Copy every row below word for word, with each line in its original order.
------ Records for processing
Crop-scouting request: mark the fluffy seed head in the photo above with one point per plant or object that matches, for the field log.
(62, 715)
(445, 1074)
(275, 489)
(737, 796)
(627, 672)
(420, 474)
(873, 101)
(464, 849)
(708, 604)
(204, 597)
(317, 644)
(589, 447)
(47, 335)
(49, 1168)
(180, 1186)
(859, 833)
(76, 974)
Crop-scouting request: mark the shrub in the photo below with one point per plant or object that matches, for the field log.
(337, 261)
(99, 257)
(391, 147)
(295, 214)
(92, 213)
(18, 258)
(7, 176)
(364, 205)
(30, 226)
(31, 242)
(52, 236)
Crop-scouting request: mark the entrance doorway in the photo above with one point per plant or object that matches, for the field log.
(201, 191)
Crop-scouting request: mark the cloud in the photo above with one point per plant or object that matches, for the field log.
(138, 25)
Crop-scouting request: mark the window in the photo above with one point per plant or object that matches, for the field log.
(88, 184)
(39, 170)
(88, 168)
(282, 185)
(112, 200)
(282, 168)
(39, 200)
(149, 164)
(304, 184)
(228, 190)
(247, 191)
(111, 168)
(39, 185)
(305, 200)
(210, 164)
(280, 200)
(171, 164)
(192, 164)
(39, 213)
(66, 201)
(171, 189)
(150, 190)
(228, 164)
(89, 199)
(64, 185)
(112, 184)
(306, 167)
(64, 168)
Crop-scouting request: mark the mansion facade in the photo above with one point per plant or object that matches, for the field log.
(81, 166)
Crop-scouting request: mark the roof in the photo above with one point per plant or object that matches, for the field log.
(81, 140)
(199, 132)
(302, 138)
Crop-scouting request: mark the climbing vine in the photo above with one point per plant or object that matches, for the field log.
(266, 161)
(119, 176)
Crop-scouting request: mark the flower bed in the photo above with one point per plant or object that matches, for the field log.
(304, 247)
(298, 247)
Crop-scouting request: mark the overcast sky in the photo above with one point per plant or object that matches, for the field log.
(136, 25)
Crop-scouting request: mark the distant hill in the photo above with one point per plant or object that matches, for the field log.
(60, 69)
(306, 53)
------------
■ Response to this task:
Crop-scouting request: mark the fluffy seed head in the photo above with one point per plant or object that matches, for the field log.
(62, 715)
(445, 1074)
(275, 489)
(737, 796)
(627, 672)
(420, 474)
(873, 101)
(464, 849)
(708, 604)
(204, 597)
(317, 644)
(589, 447)
(47, 335)
(49, 1168)
(180, 1186)
(859, 833)
(76, 974)
Crop-scouting request: mark the shrub in the photo below with one point per plant or object that matches, for the field log.
(337, 261)
(99, 257)
(391, 147)
(295, 214)
(92, 213)
(18, 258)
(7, 176)
(364, 205)
(30, 226)
(31, 242)
(52, 236)
Crop-scouting request: mark the entrance doorway in the photo above with one point per plant or object that matches, for the field log.
(201, 191)
Crop-scouting request: mark the cloud in the photo above with one point per plant or object that matches, for the field log.
(138, 25)
Crop-scouting request: mark the window in the photo above with one point per plant or object that matches, for the field log.
(88, 184)
(39, 170)
(88, 168)
(282, 185)
(112, 200)
(282, 168)
(39, 200)
(149, 164)
(304, 184)
(228, 190)
(247, 191)
(111, 168)
(39, 185)
(305, 200)
(210, 164)
(280, 200)
(171, 164)
(192, 164)
(39, 213)
(66, 201)
(171, 189)
(150, 190)
(228, 164)
(89, 199)
(64, 185)
(112, 184)
(306, 167)
(64, 168)
Crop-scouting request: mark the mansion facade in the photo above with one point per plant or object that matches, for the field log.
(81, 166)
Crop-scouting request: mark the roof in the photo above with one point per plant or object that matches, for the field log.
(81, 140)
(199, 132)
(302, 138)
Crop-scouting request: mark the climbing vine in the photo above with one point per plant or object that matches, for the field log.
(266, 161)
(119, 176)
Crop-scouting request: mark the flower bed in the photo above with one point per plant or object that matches, for the field log.
(304, 247)
(298, 247)
Crop-scouting request: mark the overcast sky in the photo above with one point per plant or object that matches, for the field log.
(136, 25)
Crop-scouting request: mark the distant hill in the photo above with one point per plant or object that matches, for the field log.
(60, 69)
(306, 53)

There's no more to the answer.